## TASK BRIEF
Copy the records that follow exactly, leaving nothing out.

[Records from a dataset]
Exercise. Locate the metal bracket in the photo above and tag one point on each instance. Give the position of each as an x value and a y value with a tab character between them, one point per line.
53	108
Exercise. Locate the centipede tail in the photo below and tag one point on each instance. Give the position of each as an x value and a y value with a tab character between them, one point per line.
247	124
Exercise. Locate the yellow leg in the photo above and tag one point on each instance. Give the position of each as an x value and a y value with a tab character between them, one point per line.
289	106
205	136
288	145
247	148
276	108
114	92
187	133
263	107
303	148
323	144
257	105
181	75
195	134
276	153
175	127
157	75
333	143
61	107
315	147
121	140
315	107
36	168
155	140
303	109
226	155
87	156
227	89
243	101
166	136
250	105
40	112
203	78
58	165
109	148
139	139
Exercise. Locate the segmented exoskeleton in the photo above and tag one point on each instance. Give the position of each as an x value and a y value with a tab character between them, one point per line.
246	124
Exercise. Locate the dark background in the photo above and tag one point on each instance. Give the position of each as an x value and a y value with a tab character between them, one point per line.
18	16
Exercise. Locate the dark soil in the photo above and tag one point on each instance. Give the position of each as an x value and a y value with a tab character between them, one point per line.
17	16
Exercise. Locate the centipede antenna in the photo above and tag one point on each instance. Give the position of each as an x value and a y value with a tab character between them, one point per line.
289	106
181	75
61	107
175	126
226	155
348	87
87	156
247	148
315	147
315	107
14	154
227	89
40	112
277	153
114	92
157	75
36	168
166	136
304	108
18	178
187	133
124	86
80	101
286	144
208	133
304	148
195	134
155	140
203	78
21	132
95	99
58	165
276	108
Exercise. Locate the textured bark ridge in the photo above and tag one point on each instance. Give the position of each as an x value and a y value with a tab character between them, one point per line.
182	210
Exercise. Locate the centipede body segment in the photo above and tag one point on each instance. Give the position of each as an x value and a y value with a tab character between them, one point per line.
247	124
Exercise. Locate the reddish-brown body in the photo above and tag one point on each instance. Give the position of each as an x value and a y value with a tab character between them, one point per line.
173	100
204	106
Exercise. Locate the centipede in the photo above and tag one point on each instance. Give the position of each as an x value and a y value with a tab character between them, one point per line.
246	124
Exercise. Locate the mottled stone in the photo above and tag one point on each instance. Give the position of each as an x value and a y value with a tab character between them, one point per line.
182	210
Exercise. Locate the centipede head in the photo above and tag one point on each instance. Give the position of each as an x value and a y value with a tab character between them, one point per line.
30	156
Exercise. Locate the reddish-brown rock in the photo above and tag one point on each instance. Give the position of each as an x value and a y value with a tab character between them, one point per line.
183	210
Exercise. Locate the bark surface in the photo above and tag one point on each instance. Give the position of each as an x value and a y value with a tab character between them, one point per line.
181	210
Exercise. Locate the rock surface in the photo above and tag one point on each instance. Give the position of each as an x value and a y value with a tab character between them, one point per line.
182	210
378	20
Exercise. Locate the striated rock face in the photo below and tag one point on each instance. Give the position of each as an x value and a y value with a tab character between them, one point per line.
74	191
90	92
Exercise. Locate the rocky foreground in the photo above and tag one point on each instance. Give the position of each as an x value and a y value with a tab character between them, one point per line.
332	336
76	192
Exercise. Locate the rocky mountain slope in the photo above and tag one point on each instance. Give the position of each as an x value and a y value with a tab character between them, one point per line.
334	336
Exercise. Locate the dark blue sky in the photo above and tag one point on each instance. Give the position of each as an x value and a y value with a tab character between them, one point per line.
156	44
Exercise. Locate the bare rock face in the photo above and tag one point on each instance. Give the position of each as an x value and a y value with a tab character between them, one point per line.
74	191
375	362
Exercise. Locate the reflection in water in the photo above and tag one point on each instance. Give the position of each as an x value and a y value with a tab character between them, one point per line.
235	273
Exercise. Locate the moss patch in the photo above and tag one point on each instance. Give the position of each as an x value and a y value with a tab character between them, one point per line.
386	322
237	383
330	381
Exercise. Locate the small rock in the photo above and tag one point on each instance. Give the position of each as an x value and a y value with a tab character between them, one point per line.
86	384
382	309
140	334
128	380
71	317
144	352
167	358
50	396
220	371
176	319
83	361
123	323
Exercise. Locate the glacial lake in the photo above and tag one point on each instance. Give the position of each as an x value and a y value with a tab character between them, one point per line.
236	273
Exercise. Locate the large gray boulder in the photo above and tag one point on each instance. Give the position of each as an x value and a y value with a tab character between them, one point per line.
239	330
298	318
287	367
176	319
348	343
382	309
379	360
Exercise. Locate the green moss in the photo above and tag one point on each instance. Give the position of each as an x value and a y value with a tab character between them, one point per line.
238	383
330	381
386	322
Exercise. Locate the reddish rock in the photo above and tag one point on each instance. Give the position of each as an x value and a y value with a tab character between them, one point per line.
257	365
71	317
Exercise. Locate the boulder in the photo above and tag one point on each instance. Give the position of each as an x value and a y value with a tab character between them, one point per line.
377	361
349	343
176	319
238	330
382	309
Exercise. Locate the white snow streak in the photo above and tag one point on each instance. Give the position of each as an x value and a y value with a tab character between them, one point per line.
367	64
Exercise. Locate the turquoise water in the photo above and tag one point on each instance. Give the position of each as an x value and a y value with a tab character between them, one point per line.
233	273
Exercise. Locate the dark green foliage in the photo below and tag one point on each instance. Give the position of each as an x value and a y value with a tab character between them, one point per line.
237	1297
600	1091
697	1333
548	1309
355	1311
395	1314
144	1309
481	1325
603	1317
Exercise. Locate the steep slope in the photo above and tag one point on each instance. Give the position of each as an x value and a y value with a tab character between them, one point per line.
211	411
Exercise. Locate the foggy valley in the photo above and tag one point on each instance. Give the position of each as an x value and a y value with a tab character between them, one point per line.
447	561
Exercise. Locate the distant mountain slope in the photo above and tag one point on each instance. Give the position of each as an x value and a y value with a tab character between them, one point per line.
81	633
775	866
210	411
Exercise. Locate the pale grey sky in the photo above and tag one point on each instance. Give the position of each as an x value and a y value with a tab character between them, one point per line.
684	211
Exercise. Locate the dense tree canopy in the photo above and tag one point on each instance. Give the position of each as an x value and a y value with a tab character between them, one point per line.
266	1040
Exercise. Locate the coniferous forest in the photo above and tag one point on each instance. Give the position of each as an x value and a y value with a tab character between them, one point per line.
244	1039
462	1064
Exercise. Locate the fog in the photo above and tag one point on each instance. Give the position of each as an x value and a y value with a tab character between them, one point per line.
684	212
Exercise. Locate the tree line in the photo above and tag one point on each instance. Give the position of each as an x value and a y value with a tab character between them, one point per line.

## FINAL ANSWER
Exercise. Locate the metal bracket in the photo above and tag one point on each instance. Give the position of each as an x value and a y value with a tab character between them, one point per line.
53	108
Exercise. Locate the centipede tail in the photo below and tag one point on each instance. Give the position of each as an x value and a y value with a tab character between them, one point per line.
247	124
Exercise. Locate the yellow leg in the photo above and tag one point on each instance. Give the position of each as an x value and a y value with a tab character between them, one point per line.
289	106
205	136
288	145
247	148
276	108
114	92
187	133
263	107
303	148
323	144
257	105
181	75
195	134
276	153
175	127
157	75
333	143
61	107
315	147
121	140
315	107
36	168
155	140
303	109
226	155
87	156
227	89
243	101
166	136
250	105
40	112
203	78
58	165
109	148
139	139
Exercise. Locate the segmented exoskeleton in the photo above and tag one point on each instance. Give the position of each as an x value and a y value with a tab character between them, one point per line.
246	124
Exercise. Locate the dark background in the photo above and tag one point on each instance. Give the position of each as an x value and a y value with a tab character between them, one point per line.
18	16
Exercise. Locate the dark soil in the photo above and tag one point on each instance. Give the position of each as an x value and a y value with a tab character between them, one point per line.
17	16
Exercise. Locate the centipede antenna in the photo above and tag one point on each instance. Give the position of each as an x value and a y value with a tab character between them, one point per line.
289	106
181	75
61	107
175	126
226	155
348	87
87	156
247	148
315	147
315	107
14	154
227	89
40	112
277	153
114	92
157	75
36	168
166	136
304	108
18	178
187	133
124	86
80	101
286	144
208	133
304	148
195	134
155	140
203	78
21	132
95	99
58	165
276	108
Exercise. Locate the textured bark ridge in the photo above and tag one point on each instance. Give the position of each as an x value and a y value with a tab character between them, one point per line.
182	210
Exercise. Locate the centipede body segment in the photo above and tag one point on each instance. Give the position of each as an x value and a y value with a tab character between them, one point per line.
247	124
Exercise. Locate the reddish-brown body in the photo above and tag one point on each instance. Give the position of each as an x value and a y value with a tab character between them, one point per line.
173	100
204	106
Exercise. Locate the centipede in the photo above and tag one point on each instance. Give the position of each as an x value and a y value with a tab character between them, one point per line.
246	124
Exercise. Locate the mottled stone in the photo above and tag one point on each instance. Give the position of each as an x value and a y value with a tab character between them, one point per line.
182	210
Exercise. Locate the centipede head in the photo above and tag one point on each instance. Give the position of each as an x value and a y value with a tab character between them, one point per line.
30	156
Exercise. Locate the reddish-brown rock in the photo above and tag one point on each instance. Give the position of each as an x value and a y value with a tab character between them, one point per line.
183	210
Exercise. Locate the bark surface in the photo above and tag one point on each instance. Give the position of each as an x value and a y value with a tab character between them, one point per line.
181	210
Exercise. Locate the rock surface in the photo above and tag one point on each instance. Give the position of each as an x value and a y value with a tab character between them, one point per line.
182	210
378	20
Exercise. Locate the striated rock face in the photo below and tag one point on each instance. Give the position of each as an x value and a y value with a tab character between them, one point per line.
74	191
90	92
Exercise. Locate the rocky foreground in the photo above and tag one point on each instance. Give the position of each as an x value and a y value with a tab character between them, one point per line.
332	336
76	192
Exercise. Locate the rocky mountain slope in the photo above and tag one point on each instance. Give the position of each as an x value and a y value with a tab character between them, one point per line.
334	336
Exercise. Locate the dark blue sky in the photo above and tag one point on each instance. Give the position of each as an x value and a y value with a tab character between them, one point per line.
156	44
Exercise. Locate the bare rock face in the photo above and tag one point on each instance. Give the position of each as an x value and a y value with a tab character between them, one point per line.
74	191
375	362
Exercise. Locate the reflection in water in the photo above and tag one point on each instance. Give the position of each as an x value and a y value with a tab character between them, one point per line.
235	273
Exercise. Locate the moss patch in the photo above and tag one point on each instance. Give the position of each as an x value and a y value with a tab character between them, one point per line.
386	322
237	383
330	381
Exercise. Locate the small rock in the photo above and tag one point on each instance. Give the position of each as an x value and a y value with a tab character between them, one point per line.
86	384
382	309
140	334
128	380
71	317
144	352
167	358
50	396
220	371
176	319
83	361
123	323
Exercise. Locate the glacial lake in the photo above and tag one point on each instance. Give the position of each as an x value and a y value with a tab character between them, one point per line.
236	273
Exercise. Locate the large gray boulder in the photo above and tag one point on each instance. Give the position of each as an x value and a y value with a tab character between them, one point per line.
239	330
298	318
287	367
176	319
348	343
382	309
379	360
Exercise. Locate the green moss in the photo above and tag one point on each instance. Give the position of each as an x value and a y value with a tab character between them, one point per line.
238	383
330	381
386	322
Exercise. Locate the reddish rock in the photo above and tag one point on each instance. Give the position of each as an x value and a y value with a tab character between them, one point per line.
257	365
71	317
Exercise. Locate the boulder in the photo above and tag one point on each instance. Give the position of each as an x value and a y value with a tab character between them, one point per line.
377	361
349	343
176	319
238	330
382	309
Exercise. Locate the white snow streak in the photo above and tag one point on each instance. Give the position of each as an x value and a y value with a tab character between them, one point per line.
367	64
Exercise. Locate the turquoise water in the photo above and tag one point on each instance. Give the position of each as an x value and a y value with a tab character between them, one point per line.
233	273
Exercise. Locate the dark green foliage in the photo below and tag one point on each instance. Give the position of each as an x value and a y value with a tab character between them, one point per line.
237	1297
600	1091
697	1333
548	1309
355	1311
395	1314
144	1309
481	1325
603	1317
Exercise. Locate the steep slope in the photo above and tag one point on each instance. Give the position of each as an x value and a y value with a tab character between them, one point per line.
211	411
Exercise. Locate the foggy valley in the photo above and tag one point on each instance. Give the position of each as an x value and a y value with a tab character between them, one point per line.
447	561
Exercise. Locate the distant mountain slope in the photo above and tag one point on each instance. Give the position of each as an x value and a y value with a tab character between them, one point per line.
81	633
775	866
210	411
Exercise. Locate the pale grey sky in the photo above and tag one point on each instance. Give the position of each as an x value and a y value with a tab character between them, one point per line.
684	211
Exercise. Locate the dense tree canopy in the photo above and tag one point on each instance. Give the position of each as an x value and a y value with a tab character between them, one point per line.
266	1040
Exercise. Locate the coniferous forest in the photo above and tag one point on each instance. Give the position of each as an x value and a y value with a tab character between them, one point per line.
244	1039
462	1064
Exercise. Locate the fog in the photo above and tag one point on each instance. Give the position of each as an x value and a y value with a tab character between them, one point per line.
684	212
Exercise. Locate the tree line in the photo above and tag one point on each instance. Give the position of each as an x value and a y value with a tab character between them, one point per line.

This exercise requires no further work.